**Task to complete:** Check every line of the entries for "find", and copy the lines that hold it.

**Material shown:**

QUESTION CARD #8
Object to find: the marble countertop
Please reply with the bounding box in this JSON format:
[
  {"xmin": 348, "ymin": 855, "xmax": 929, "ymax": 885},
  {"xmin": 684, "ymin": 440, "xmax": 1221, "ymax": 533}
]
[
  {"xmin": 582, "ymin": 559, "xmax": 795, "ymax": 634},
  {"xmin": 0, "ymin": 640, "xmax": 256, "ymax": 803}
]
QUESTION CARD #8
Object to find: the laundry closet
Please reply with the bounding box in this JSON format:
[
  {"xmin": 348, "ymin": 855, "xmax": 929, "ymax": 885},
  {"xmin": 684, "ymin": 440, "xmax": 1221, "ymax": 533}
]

==

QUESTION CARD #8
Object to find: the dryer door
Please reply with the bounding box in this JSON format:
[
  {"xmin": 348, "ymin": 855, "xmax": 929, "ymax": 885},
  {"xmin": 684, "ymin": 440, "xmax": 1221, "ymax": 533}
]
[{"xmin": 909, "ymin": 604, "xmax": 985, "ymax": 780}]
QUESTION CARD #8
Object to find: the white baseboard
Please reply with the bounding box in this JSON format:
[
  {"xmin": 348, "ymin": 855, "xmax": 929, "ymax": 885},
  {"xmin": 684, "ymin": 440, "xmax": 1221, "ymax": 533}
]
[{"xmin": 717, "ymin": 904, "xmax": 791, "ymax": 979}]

--

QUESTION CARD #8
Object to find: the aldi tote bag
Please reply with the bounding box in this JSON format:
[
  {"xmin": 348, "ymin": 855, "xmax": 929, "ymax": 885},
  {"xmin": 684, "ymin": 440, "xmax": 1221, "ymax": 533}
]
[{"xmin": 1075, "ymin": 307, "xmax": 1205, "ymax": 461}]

**Answer for this exercise:**
Object to find: the marble countertop
Object to find: the laundry closet
Object to find: the dryer door
Object to find: the white baseboard
Object to find: the aldi tote bag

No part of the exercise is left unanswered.